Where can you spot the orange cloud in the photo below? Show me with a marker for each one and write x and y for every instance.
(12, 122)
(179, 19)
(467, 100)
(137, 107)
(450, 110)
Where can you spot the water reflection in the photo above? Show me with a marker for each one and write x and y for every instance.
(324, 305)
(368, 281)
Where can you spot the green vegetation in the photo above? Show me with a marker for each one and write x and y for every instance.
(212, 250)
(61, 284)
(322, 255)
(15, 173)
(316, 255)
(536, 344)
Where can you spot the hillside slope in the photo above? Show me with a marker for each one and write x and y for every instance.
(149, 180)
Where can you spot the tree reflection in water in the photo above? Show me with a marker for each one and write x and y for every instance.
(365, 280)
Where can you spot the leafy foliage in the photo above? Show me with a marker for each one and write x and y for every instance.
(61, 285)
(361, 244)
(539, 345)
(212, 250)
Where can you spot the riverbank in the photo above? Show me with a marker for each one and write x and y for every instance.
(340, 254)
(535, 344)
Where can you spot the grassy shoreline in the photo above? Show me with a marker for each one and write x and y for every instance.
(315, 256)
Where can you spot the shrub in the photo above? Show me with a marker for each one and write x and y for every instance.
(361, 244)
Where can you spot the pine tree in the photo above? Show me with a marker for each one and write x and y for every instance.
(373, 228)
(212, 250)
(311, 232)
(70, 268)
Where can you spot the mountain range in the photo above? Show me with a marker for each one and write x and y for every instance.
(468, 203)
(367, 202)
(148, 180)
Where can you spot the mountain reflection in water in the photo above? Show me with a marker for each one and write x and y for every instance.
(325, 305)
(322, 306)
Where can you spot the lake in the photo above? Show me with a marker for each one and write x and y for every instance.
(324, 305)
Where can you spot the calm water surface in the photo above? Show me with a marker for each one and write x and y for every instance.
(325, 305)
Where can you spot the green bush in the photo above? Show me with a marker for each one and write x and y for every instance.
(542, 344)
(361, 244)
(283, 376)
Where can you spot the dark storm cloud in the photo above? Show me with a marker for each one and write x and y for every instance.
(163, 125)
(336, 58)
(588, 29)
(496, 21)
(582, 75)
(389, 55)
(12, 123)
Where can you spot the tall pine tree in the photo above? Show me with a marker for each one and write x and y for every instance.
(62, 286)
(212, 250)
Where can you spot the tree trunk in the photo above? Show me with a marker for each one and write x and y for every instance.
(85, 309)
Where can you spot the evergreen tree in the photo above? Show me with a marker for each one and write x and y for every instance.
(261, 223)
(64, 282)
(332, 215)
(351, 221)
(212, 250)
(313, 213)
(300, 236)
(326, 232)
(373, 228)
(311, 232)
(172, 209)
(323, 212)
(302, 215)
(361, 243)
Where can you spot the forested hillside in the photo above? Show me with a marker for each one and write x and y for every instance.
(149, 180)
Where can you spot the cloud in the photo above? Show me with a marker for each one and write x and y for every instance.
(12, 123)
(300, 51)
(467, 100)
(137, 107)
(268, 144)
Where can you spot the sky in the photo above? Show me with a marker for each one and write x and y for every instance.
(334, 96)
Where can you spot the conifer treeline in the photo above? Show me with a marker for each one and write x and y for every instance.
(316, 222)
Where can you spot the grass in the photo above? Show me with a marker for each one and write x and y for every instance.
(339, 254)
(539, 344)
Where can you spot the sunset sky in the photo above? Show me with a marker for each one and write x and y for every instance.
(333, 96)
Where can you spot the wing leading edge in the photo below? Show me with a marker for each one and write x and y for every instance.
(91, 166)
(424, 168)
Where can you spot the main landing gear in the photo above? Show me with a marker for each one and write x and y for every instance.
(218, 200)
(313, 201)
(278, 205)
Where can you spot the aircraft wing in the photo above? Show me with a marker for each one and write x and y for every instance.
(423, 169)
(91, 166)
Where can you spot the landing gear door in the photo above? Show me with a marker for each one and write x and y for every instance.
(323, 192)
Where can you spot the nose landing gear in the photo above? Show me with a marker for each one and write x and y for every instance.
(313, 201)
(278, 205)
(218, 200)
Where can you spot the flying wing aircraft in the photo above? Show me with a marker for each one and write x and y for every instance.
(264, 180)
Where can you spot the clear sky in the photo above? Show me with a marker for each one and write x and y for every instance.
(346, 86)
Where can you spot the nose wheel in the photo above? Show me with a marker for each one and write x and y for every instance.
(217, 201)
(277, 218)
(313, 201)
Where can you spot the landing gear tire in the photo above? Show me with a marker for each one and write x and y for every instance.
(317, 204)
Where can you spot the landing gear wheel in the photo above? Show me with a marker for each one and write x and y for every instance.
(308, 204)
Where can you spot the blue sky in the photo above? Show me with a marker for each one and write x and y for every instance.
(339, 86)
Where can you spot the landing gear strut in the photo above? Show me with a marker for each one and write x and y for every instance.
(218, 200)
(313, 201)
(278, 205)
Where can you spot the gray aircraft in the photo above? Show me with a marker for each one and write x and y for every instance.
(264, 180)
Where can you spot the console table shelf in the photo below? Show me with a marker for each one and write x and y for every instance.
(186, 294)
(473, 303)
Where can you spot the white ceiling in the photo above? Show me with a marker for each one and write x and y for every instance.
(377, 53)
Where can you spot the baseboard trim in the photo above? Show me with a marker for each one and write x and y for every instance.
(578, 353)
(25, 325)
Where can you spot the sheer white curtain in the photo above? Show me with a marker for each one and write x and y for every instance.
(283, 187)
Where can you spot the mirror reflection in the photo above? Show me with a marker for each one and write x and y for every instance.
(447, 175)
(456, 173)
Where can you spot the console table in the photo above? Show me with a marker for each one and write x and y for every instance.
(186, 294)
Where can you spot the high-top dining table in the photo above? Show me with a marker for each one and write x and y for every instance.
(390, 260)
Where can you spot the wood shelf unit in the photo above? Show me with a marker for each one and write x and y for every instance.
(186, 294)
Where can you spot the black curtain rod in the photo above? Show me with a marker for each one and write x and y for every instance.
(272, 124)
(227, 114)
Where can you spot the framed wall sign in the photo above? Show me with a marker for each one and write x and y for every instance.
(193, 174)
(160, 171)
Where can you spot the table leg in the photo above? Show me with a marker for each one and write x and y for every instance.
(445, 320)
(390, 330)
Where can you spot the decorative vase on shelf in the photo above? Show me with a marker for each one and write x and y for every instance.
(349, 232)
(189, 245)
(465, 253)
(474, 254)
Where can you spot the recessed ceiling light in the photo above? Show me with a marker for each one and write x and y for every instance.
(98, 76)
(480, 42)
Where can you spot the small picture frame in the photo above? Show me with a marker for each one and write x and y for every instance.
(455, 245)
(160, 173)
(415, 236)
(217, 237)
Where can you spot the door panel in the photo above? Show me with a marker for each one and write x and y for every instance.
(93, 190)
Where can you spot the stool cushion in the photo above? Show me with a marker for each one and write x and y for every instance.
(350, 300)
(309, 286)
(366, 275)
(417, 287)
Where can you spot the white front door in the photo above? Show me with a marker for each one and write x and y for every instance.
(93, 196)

────────────────────

▶ _Aim_
The records above need to be transcribed in full. Keep every character unchanged.

▶ _Task solution_
Where can you spot the orange cloud in the photo below? Show me with a marker for each one and write x and y for every instance.
(12, 122)
(179, 19)
(467, 100)
(137, 107)
(450, 110)
Where can you spot the water reflection in the photo above? Show me with a marker for each one and write x and y for every instance.
(324, 305)
(368, 281)
Where can you spot the green vegetation in the photo above? Show me with a marker for each one and write x and y for every instance.
(212, 250)
(61, 284)
(322, 255)
(15, 173)
(316, 255)
(536, 344)
Where can you spot the hillside slope in the photo above? Show me with a marker for each one and write x and y for every instance.
(149, 180)
Where can you spot the tree reflection in water in the photo above? Show me with a marker for each one and write x and y for every instance.
(365, 280)
Where can you spot the leafy foliage in the photo above? Show me with a marker for each one and write x and y for every instance.
(61, 285)
(361, 244)
(539, 345)
(212, 250)
Where can you spot the riverbank in the photo above? Show me with a marker for each one and write x and y for every instance.
(340, 254)
(535, 344)
Where can you spot the grassy shoreline in the photo above? Show me with a marker for each one and write x and y for every instance.
(315, 256)
Where can you spot the shrub in the photo above? Show me with a marker for each one and write x and y for every instance.
(361, 244)
Where can you spot the pine tree in the photo above? Show me with a marker for each one and write x and y for every instance.
(373, 228)
(212, 250)
(311, 232)
(70, 268)
Where can you spot the mountain range in the photo above? Show me with a marker for each one and write x and y for every instance.
(468, 203)
(367, 202)
(148, 180)
Where can you spot the mountain reflection in water in the photo above? Show me with a marker for each one and write x and y for every instance.
(325, 305)
(322, 306)
Where can you spot the lake in the photo above? Show me with a marker for each one and write x and y for every instance.
(324, 305)
Where can you spot the calm water surface in the photo above? Show me with a marker for each one and write x and y for every instance.
(325, 305)
Where can you spot the green bush in the photo above? Show me with a marker for each one and write x and y for every instance.
(542, 344)
(361, 244)
(283, 376)
Where can you spot the dark storm cloud in the photo above? Show me with a marker for each one and write x and y for every instance.
(163, 125)
(336, 58)
(588, 29)
(496, 21)
(582, 75)
(389, 55)
(12, 123)
Where can you spot the tall pine tree in the photo above? Show me with a marker for each one and write x and y for every instance.
(62, 286)
(212, 250)
Where can you spot the tree trunk in the photo above? Show me with a marker for each one and write x and y for every instance.
(85, 309)
Where can you spot the evergreen tree in the photo above? Show me with a marker for each one and write x and y for every instance.
(261, 223)
(64, 282)
(332, 215)
(351, 221)
(212, 250)
(313, 213)
(300, 236)
(326, 232)
(373, 228)
(311, 232)
(172, 209)
(323, 212)
(302, 215)
(361, 243)
Where can you spot the forested hillside in the photo above? Show me with a marker for each one and write x and y for every instance.
(149, 180)
Where can you spot the cloud in the photo above? Show me with a marker for each one and write x and y for every instance.
(12, 123)
(300, 51)
(467, 100)
(137, 107)
(268, 144)
Where can you spot the sky in the photo above? Show me with a marker for each one and write x and y for every instance.
(334, 96)
Where can you spot the conifer treeline in the photo above? Show me with a marker for each one and write x and y for every instance.
(316, 222)
Where can you spot the grass in the photo above? Show me with a marker for each one and write x and y for every instance.
(339, 254)
(539, 344)
Where can you spot the sunset sky in the photo above? Show me with a marker for each one and write x and y for every instance.
(333, 96)
Where can you spot the wing leading edge in the photo below? Show me with a marker for each one and write x and y for every instance.
(91, 166)
(424, 168)
Where can you spot the main landing gear in the photo above? Show me with a marker for each one and write x and y for every instance.
(218, 200)
(313, 201)
(278, 205)
Where can you spot the aircraft wing in the photo above? Show me with a marker for each one and write x and y for every instance.
(423, 169)
(91, 166)
Where can you spot the landing gear door in the photo above? Show me with a marker for each one and write x and y for every instance.
(323, 192)
Where can you spot the nose landing gear in the photo above? Show me with a marker for each one and write x and y for every instance.
(313, 201)
(278, 205)
(218, 200)
Where can you spot the flying wing aircraft in the photo above? Show me with a marker for each one and write x and y for every instance.
(264, 180)
Where can you spot the clear sky in the photo above? Show me with a marker for each one and write x and y for every instance.
(346, 86)
Where can you spot the nose wheel in the photo above? Show me with a marker for each one and write x and y for every instance.
(217, 201)
(277, 218)
(313, 201)
Where can you spot the landing gear tire in the photo above? Show me with a marker for each one and write x and y for every instance.
(317, 204)
Where can you spot the landing gear wheel in the photo above? Show me with a marker for each one and write x and y for every instance.
(308, 204)
Where can you spot the blue sky in the photo above? Show me with a marker for each one and write x and y for every instance.
(339, 86)
Where can you spot the landing gear strut in the photo above? Show me with a marker for each one and write x and y for every instance.
(218, 200)
(313, 201)
(278, 205)
Where can you spot the gray aircraft in the photo above? Show me with a marker for each one and write x and y for every instance.
(264, 180)
Where can you spot the console table shelf in the photo below? Show me with a marker for each one and write x and y for every instance.
(186, 294)
(473, 303)
Where can you spot the white ceiling in the photo above? Show me with a marker for each one and write x and y for every instance.
(377, 53)
Where can you spot the baseboard trim in the photo above? Show me with a marker for each one and write x and y for every instance.
(578, 353)
(25, 325)
Where can you spot the sheer white curtain in the photo above? Show me with a marker for each one and write x and y for every instance.
(283, 187)
Where can you spot the mirror reflection in the photo above? Show me with a marker for each one and write x and y for every instance.
(447, 175)
(456, 173)
Where can you spot the console table in the photo above? Show me with a marker for each one and write x and y for every instance.
(186, 294)
Where can you spot the high-top dining table in the photo above? Show me with a marker for each one and write x and y for every instance.
(390, 260)
Where can you spot the wood shelf unit in the photo above? Show me with a marker for each one and write x and y for every instance.
(186, 294)
Where can you spot the black curtain rod in the photo above? Show me with a marker for each one and write x and y for every instance.
(272, 124)
(227, 114)
Where can you spot the framed wall sign in the photo above? Show me with a marker for each one and write x and y for every instance.
(193, 174)
(160, 171)
Where can you spot the table leg in the photo above? Show me with a marker for each one and write x and y for every instance.
(445, 320)
(390, 330)
Where can you spot the decorative vase on shelf in the photo above? Show me with a marker for each one and write x and y for every instance.
(349, 232)
(189, 245)
(465, 253)
(474, 254)
Where can you spot the recessed ceiling light in the photo above? Show me with a marker for each one and write x and y for every instance.
(98, 76)
(480, 42)
Where can you spot the small picture frame in the photo above? Show me with a marker for each one and write x and y for every instance.
(455, 245)
(160, 173)
(415, 236)
(217, 237)
Where can you spot the door panel in the photo above? Show me with a marker for each one and write x and y for every instance.
(93, 190)
Where can you spot the stool cushion in the photo above? Show me with a marker for each one and write x and y for every instance.
(350, 300)
(309, 286)
(366, 275)
(417, 287)
Where can you spot the white front door in the photo above? Show me with a marker for each one and write x and y for every instance.
(93, 196)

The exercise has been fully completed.